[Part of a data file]
· · · · · · ·

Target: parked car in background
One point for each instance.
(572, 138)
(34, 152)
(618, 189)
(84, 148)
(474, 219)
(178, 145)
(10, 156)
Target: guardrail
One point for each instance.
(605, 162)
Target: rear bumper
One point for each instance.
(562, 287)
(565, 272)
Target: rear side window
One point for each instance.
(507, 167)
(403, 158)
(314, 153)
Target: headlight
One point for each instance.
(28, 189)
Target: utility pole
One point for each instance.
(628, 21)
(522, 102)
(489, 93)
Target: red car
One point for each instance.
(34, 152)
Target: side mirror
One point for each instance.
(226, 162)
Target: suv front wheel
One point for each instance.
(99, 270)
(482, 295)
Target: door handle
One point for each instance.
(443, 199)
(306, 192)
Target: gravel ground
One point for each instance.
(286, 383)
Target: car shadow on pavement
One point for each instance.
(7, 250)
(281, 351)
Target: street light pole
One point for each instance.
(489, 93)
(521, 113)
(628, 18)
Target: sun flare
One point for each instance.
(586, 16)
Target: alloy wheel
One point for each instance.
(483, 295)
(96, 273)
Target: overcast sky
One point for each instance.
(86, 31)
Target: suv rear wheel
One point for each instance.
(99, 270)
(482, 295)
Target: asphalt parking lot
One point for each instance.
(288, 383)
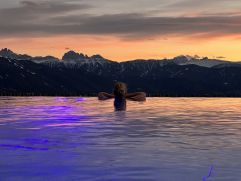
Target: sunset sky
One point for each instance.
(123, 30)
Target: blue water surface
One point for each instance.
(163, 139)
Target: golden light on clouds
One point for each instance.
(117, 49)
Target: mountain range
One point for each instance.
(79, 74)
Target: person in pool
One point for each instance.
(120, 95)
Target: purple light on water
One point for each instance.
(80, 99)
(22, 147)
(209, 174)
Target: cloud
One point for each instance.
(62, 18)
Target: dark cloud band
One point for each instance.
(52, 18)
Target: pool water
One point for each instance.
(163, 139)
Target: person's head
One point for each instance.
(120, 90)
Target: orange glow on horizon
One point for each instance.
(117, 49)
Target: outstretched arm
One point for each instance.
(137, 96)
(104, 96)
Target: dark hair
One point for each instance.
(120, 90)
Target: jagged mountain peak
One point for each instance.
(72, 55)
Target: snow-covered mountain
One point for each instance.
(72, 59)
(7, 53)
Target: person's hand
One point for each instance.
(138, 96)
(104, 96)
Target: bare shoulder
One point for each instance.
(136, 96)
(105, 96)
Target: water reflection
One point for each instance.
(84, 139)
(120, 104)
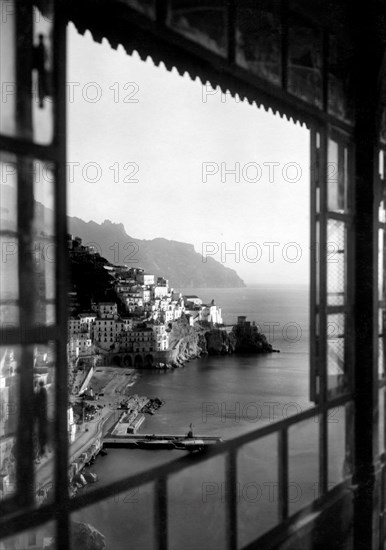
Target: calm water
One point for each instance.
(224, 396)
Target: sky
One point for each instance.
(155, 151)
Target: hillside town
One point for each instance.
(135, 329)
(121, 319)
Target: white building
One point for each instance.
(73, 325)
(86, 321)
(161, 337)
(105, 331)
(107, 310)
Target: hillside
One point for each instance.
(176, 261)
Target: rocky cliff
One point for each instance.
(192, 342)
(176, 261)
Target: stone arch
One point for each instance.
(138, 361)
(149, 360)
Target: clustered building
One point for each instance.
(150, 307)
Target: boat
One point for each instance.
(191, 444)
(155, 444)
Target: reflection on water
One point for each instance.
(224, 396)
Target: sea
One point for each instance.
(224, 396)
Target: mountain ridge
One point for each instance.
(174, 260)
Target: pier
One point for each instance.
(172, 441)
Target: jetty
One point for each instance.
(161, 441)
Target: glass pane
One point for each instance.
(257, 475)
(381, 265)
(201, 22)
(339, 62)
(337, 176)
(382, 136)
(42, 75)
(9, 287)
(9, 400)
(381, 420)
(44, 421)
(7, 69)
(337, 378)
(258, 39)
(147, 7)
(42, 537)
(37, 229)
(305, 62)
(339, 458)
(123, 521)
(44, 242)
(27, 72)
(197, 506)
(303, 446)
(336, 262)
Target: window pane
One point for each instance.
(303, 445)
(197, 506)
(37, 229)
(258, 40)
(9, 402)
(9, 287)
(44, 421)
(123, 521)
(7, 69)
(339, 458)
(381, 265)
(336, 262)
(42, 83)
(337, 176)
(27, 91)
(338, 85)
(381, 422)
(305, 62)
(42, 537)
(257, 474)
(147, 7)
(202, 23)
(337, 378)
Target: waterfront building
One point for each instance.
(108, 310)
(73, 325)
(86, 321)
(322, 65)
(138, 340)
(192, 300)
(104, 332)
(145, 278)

· · · · · · ·

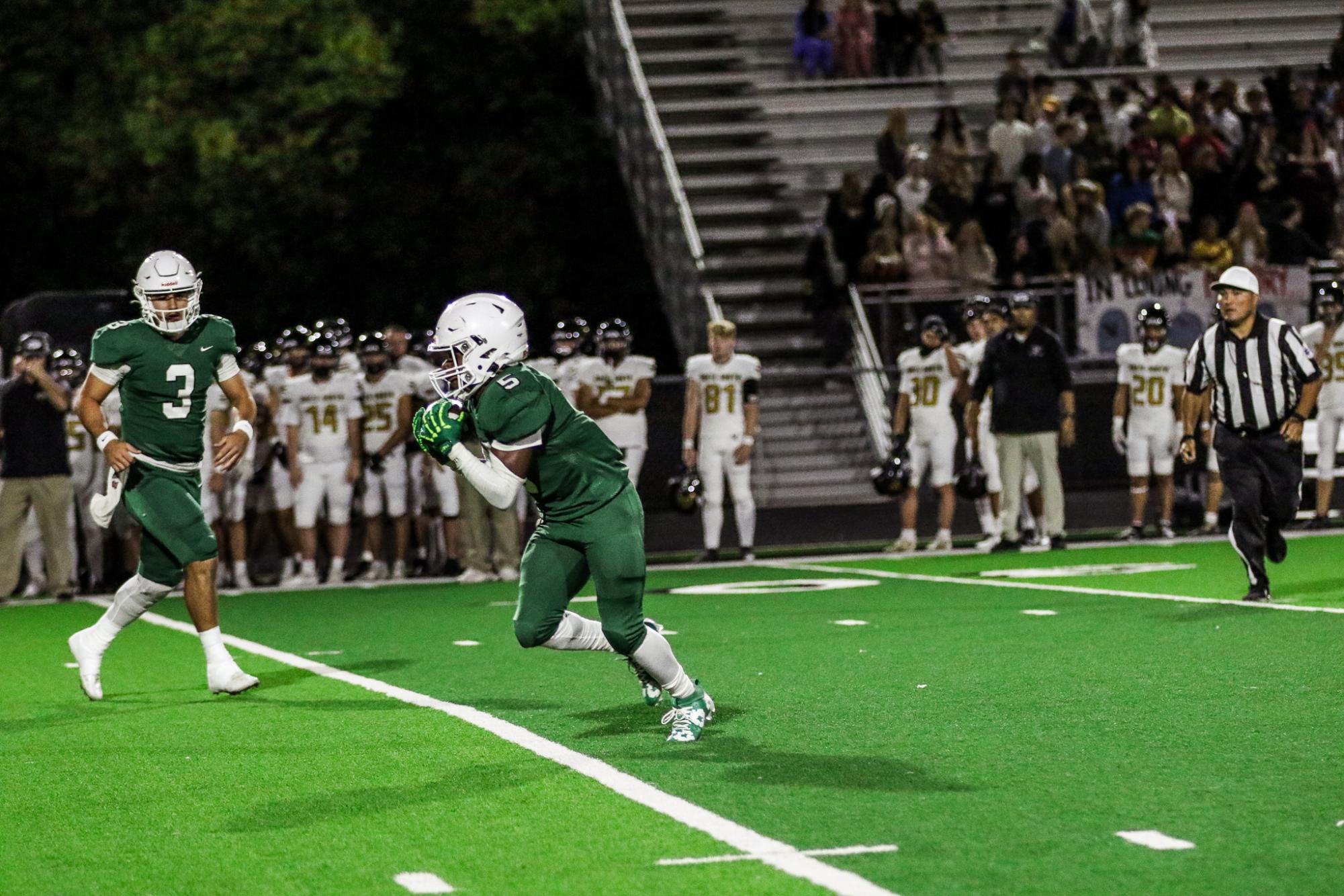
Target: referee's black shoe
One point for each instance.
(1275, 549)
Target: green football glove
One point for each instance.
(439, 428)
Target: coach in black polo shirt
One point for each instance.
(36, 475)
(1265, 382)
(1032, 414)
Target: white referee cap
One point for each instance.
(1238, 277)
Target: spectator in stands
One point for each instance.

· · · · · · ·

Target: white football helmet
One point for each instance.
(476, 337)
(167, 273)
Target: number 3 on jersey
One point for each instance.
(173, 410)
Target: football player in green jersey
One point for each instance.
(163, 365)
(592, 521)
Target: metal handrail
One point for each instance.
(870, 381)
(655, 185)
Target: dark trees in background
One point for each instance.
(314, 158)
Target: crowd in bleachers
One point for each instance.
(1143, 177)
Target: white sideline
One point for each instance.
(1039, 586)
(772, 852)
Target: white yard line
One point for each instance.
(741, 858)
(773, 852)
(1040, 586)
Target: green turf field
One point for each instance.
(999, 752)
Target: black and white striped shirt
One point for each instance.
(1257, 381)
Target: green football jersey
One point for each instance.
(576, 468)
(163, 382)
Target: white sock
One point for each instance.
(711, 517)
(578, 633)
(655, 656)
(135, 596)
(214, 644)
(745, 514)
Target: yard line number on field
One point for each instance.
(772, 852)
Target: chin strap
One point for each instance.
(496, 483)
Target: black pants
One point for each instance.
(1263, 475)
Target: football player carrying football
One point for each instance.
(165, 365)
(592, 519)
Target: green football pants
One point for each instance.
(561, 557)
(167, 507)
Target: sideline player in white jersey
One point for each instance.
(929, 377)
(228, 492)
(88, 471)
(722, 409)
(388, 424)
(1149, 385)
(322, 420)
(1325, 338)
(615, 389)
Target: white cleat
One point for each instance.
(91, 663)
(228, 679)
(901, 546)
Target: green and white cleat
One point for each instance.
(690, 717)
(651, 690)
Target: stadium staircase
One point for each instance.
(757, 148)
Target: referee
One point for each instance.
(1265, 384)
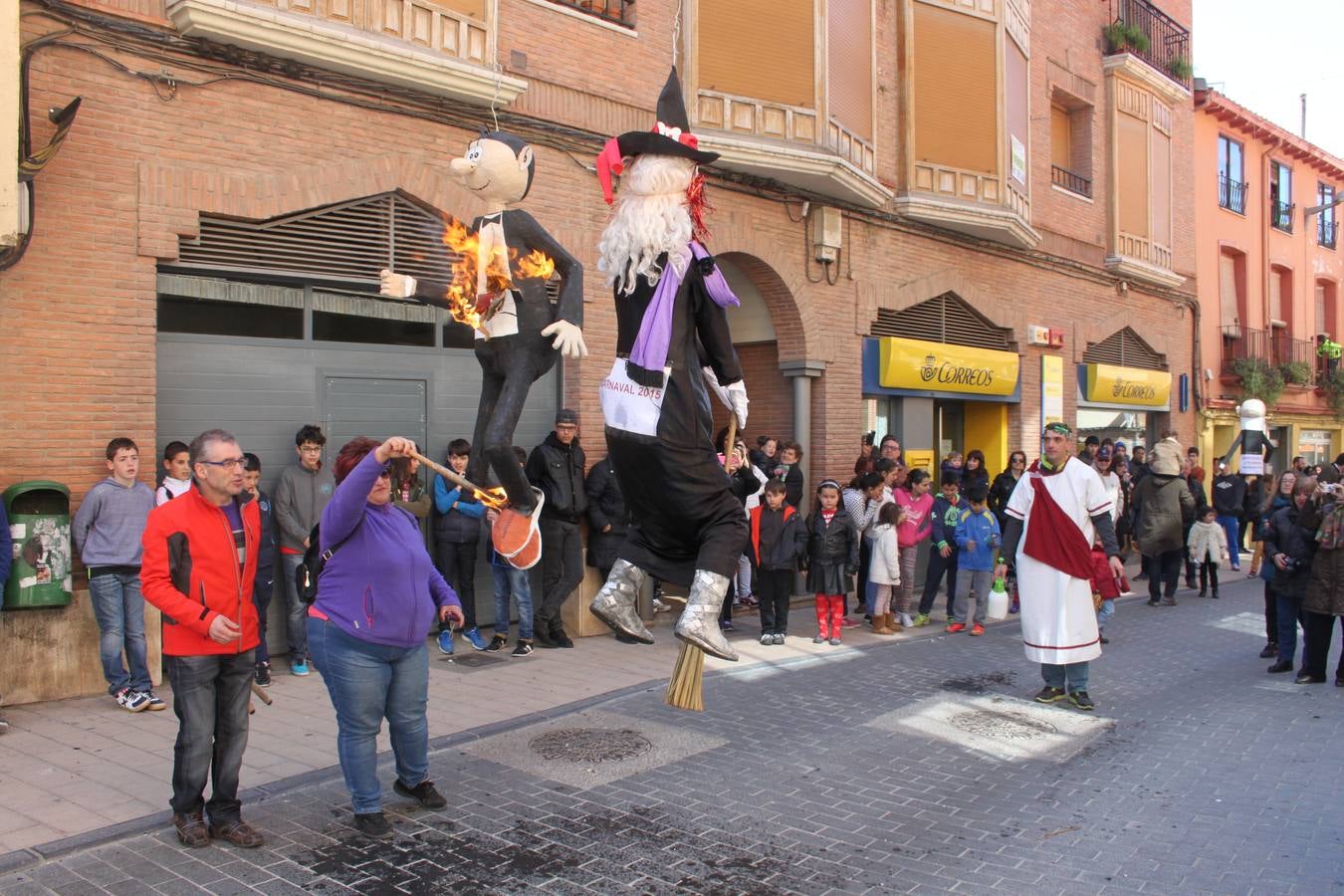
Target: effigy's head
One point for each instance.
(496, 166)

· · · · · · ·

• EXERCISE OBJECTIVE:
How many rows contain the word "background"? Reply with the number alone.

• FINAL ANSWER:
2